APPLY WHAT YOU READ
a - Using the history of Sophia Point, answer these:
(i) In what year did William Beebe establish the first research station in Guyana?
(ii) What name did Beebe give the site of that station?
(iii) In what month and year did Beebe leave the station to serve in the First World War?
b - Please extend the history of Sophia Point with the paragraphs that come after its final sentence.

The History of Sophia Point

Indigenous people, including nearby communities at Rivers View and Falmouth, have lived in Guyana’s rainforest for centuries. Their stewardship and understanding of nature have ensured that it remains largely undisturbed and thriving to date.

In 1916, American biologist, William Beebe established the first research station in Guyana, on the opposite side of the Essequibo River to the present-day Sophia Point site. The project was backed by Former US President, Teddy Roosevelt, with whom Beebe was close friends. This was Beebe’s second extended trip to Guyana. He hoped that a permanent centre, at a site he called Kalacoon, would allow the study of the surrounding jungle in more detail than his earlier expedition. Roosevelt helped generate support for the station, writing about it in an article for the Scribner’s Magazine. Bebe and his team spent his first season at Kalacoon in 1916, dissecting the small area of jungle nearby, cataloguing the plants and animals they found. This was one of the first assessments of the rainforest from floor to canopy. After the season, they took 300+ specimens back to New York zoo. Beebe published his findings in his 1917 book Tropical Wild Life in British Guiana. A letter of congratulations to Beebe for his earlier work on pheasants was the last letter Roosevelt wrote before his death in 1919.

Beebe left Kalacoon to serve in the First World War in October 1917. The station was closed and supplies returned to New York. After the war, Beebe returned to Guyana to study a new location using the same processes he developed at Kalacoon. The site at Kalacoon fell into disrepair and many of the rubber trees have been cut down.

ENTRIES SHOWN
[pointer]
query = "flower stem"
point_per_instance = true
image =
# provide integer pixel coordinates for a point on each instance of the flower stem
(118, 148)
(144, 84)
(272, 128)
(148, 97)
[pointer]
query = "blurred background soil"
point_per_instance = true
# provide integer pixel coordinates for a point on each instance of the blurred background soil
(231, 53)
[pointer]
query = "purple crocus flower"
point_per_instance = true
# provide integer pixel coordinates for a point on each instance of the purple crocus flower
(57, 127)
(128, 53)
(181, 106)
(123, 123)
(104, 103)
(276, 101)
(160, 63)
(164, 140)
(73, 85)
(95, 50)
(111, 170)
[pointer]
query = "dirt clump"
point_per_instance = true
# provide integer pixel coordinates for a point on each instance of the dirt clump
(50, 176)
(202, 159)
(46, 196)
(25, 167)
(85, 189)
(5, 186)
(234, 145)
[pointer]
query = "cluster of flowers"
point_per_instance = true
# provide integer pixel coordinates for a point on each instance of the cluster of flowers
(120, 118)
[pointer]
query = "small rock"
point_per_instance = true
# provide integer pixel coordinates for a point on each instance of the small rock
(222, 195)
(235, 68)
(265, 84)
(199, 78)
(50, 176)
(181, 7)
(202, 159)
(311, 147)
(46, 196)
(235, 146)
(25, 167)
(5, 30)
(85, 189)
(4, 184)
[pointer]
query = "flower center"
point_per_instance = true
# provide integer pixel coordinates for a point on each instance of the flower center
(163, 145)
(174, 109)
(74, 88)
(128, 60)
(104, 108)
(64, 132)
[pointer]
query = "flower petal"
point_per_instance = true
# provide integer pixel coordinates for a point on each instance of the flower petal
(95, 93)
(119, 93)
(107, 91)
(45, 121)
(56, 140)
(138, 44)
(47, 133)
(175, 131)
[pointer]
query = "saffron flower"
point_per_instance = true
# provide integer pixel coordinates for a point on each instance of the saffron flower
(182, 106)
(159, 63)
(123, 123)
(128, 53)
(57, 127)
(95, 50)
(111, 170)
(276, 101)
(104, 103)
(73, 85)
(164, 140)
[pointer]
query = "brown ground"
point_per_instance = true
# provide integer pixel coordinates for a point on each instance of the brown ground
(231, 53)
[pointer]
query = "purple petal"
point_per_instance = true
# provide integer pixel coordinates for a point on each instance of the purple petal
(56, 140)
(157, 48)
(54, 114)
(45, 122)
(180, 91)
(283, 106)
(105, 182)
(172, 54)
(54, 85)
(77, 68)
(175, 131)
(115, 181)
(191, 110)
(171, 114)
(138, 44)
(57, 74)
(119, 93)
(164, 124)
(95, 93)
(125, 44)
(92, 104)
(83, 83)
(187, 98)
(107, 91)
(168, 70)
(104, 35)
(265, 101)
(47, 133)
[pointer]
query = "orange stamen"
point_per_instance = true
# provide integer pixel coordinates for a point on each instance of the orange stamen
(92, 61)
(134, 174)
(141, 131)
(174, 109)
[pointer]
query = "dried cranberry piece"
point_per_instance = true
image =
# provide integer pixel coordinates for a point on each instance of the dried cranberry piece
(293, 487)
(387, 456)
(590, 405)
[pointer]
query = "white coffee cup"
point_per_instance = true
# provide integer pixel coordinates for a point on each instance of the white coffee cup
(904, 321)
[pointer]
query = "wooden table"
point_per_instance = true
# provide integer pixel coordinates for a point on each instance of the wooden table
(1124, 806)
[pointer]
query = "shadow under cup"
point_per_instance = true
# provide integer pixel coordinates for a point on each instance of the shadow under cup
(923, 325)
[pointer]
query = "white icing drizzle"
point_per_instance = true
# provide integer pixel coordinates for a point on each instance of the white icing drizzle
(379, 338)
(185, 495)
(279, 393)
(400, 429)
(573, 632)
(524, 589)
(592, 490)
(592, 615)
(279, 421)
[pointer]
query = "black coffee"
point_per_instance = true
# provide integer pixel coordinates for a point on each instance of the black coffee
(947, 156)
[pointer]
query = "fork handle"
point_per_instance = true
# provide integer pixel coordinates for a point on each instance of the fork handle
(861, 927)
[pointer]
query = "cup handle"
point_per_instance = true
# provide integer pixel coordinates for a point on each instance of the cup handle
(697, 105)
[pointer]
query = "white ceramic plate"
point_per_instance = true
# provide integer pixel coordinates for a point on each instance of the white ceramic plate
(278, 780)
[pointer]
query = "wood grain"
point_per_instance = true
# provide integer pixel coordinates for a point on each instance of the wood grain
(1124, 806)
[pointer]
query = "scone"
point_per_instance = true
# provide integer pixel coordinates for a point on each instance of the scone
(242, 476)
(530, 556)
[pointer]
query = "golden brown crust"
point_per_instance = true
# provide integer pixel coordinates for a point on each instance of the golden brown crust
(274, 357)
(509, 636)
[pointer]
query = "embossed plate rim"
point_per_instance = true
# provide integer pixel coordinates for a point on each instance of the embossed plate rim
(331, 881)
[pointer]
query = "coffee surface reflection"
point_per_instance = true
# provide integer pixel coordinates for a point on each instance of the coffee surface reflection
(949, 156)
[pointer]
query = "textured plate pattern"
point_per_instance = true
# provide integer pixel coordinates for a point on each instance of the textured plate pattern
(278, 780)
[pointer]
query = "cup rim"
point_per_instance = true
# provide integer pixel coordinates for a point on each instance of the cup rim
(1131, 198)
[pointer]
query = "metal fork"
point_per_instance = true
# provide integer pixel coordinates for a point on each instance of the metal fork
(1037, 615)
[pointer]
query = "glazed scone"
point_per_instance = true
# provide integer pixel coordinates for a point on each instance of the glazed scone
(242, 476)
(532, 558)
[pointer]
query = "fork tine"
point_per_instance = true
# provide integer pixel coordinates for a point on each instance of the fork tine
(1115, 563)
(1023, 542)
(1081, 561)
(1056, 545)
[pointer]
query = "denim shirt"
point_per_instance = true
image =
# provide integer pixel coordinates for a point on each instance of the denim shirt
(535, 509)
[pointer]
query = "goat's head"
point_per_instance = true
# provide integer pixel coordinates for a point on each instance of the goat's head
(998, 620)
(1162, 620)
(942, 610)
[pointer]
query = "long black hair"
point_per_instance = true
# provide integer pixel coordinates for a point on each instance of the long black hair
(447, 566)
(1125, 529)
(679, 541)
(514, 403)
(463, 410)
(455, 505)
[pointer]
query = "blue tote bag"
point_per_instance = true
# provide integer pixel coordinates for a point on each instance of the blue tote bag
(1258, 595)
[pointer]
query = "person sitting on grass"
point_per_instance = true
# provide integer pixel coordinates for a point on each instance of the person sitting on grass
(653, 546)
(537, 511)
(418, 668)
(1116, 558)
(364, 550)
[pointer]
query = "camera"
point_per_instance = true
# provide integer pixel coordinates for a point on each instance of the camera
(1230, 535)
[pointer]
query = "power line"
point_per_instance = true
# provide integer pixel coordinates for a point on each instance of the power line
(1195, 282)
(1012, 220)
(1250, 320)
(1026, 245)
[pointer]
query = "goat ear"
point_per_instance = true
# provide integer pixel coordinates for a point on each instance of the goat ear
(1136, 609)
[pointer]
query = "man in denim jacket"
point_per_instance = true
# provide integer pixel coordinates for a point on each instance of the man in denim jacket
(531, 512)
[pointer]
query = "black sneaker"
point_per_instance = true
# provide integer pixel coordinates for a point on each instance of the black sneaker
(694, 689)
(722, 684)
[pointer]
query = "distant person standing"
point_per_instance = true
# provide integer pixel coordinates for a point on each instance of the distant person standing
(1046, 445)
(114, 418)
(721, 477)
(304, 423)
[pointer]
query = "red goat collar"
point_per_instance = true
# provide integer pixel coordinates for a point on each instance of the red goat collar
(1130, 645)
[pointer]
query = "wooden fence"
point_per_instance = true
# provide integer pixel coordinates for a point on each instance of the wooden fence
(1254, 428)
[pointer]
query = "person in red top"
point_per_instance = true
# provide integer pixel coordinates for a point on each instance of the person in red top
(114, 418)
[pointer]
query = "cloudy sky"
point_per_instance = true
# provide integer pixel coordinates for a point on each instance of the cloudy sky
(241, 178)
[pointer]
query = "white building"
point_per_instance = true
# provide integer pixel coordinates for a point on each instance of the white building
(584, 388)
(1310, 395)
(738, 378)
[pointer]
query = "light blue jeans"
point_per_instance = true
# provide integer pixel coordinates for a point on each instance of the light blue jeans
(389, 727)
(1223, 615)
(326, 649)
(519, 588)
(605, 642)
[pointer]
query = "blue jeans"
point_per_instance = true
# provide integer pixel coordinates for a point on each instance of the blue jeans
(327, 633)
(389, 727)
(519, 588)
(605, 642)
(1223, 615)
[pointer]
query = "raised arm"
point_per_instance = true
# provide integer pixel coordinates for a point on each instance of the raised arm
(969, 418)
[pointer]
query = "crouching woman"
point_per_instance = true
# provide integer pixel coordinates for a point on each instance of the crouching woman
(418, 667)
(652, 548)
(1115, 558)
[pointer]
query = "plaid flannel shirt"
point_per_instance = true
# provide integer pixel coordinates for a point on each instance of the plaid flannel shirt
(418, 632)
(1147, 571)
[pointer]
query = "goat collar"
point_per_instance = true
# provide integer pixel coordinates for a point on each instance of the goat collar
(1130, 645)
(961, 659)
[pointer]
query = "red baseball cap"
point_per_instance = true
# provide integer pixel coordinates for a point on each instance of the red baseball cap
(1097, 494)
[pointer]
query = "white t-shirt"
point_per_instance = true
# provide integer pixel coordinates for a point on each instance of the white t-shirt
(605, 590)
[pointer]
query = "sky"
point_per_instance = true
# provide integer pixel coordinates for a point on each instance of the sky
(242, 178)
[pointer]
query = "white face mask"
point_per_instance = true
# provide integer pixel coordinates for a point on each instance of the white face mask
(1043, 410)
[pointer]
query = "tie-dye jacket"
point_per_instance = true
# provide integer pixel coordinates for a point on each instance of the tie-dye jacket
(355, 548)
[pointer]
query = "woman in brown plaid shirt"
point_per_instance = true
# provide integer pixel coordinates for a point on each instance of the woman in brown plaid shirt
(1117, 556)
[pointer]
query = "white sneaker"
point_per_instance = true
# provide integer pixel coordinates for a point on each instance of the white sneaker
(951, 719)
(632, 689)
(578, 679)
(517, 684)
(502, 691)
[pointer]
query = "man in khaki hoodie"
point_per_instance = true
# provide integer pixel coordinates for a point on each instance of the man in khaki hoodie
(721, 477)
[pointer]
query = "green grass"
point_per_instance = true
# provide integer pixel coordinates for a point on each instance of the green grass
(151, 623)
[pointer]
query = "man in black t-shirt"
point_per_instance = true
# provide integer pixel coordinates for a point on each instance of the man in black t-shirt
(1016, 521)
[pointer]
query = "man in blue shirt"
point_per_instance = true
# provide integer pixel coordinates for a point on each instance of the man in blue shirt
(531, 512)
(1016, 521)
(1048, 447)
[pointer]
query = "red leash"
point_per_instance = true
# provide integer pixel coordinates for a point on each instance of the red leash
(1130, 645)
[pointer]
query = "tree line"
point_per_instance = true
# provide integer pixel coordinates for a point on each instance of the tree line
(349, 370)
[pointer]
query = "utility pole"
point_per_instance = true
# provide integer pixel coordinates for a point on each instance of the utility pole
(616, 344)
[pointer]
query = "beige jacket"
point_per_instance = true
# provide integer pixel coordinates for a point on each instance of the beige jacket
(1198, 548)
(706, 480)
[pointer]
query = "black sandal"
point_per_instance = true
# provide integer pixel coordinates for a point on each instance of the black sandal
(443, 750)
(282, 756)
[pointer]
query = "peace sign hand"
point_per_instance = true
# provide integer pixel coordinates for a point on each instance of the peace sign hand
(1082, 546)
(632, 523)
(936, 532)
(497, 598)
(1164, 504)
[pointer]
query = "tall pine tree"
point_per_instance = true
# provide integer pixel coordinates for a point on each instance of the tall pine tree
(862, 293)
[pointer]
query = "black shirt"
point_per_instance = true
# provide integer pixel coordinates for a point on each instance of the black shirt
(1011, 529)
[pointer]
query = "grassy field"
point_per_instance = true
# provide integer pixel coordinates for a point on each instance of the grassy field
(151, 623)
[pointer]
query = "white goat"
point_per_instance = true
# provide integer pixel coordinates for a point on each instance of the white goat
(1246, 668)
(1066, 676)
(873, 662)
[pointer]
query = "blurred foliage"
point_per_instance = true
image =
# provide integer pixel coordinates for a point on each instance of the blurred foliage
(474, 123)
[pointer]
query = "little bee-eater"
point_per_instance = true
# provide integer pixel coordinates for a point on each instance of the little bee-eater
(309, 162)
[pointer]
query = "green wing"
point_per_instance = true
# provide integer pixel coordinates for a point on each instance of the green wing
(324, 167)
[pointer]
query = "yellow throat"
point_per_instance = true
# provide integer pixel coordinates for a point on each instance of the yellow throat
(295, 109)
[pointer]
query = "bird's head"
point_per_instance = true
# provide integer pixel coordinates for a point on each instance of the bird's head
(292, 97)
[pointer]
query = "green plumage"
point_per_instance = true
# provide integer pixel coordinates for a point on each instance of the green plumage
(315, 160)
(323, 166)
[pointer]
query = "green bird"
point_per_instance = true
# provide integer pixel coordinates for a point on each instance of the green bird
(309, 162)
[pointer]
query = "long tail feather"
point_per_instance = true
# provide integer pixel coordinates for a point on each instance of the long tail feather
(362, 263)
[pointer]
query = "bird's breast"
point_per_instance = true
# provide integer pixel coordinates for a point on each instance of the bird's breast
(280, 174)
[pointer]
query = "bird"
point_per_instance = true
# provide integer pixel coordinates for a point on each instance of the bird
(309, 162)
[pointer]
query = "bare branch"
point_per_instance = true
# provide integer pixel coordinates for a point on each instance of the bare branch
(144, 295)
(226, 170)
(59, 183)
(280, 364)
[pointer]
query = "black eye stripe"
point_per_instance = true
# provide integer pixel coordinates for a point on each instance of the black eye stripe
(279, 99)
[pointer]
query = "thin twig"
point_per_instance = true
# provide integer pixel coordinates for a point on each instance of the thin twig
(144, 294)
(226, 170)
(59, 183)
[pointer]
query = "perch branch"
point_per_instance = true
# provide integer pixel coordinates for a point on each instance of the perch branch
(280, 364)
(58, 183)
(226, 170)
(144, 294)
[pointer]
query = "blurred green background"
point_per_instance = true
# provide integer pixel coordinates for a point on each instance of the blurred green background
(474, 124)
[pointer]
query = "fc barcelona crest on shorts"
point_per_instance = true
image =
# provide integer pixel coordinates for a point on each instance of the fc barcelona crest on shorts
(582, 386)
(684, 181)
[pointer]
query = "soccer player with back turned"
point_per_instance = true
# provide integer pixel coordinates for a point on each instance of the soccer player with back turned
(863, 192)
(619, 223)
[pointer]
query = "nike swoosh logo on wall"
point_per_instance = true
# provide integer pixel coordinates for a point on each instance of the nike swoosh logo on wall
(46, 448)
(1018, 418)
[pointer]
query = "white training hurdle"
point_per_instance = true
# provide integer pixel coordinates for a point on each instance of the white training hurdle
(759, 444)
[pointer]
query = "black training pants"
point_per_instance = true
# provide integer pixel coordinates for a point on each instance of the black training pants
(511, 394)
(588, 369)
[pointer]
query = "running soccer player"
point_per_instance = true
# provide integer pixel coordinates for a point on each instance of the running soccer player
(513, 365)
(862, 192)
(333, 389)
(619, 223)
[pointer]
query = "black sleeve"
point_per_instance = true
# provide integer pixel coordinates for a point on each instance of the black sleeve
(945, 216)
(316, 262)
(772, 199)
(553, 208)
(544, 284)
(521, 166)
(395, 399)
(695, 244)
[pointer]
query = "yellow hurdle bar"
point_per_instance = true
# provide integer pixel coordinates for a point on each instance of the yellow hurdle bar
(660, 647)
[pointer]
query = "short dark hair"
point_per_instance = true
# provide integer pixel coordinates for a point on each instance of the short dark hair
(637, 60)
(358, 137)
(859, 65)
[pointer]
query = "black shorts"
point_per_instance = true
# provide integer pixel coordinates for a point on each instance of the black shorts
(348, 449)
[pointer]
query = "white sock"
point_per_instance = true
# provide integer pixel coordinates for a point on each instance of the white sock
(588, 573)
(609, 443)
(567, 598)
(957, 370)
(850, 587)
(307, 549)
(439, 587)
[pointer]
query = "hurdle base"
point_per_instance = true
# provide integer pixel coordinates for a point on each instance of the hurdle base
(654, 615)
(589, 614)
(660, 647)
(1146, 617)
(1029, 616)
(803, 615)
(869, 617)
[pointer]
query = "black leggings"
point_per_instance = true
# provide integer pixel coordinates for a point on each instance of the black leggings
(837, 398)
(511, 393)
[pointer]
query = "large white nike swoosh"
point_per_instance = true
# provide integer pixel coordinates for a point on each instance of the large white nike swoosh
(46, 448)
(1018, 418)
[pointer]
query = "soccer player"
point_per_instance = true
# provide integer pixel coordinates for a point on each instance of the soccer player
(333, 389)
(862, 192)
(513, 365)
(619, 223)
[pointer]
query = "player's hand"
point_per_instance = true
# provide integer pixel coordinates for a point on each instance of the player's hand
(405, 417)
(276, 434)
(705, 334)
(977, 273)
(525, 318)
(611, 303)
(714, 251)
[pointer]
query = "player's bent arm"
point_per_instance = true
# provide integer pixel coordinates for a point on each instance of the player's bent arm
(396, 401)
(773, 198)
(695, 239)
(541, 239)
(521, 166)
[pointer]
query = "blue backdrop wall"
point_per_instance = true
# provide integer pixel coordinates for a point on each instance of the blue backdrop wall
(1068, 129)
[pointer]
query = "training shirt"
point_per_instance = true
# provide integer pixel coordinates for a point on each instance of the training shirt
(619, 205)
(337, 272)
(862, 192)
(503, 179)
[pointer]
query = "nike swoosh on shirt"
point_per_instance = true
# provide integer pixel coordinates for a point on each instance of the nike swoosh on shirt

YOUR RESPONSES
a -
(i) 1916
(ii) Kalacoon
(iii) October 1917

b -
The beautiful hand-built house that now stands at Sophia Point was built by German botanist and biologist Bernhard Klein-Heinz and his Guyanese wife Sharmilla. In their search for an accessible and biologically diverse location, Bernhard and Sharmilla had arrived at a spot just across the water from where Beebe had a century before them. The house is built from locally sourced Greenheart Wood, built like a boat around a central mast, and runs on solar power. Bernhard wanted to continue Beebe’s work, living in the rainforest and systematically documenting it.

After Bernhard and Sharmilla had to return to Georgetown due to ill health, Nicola and the Sophia Point Rainforest Research Centre took on the management of site. Their wish was that Sophia Point continue to be preserved and that the unique beauty of the site can be experienced by generations to come.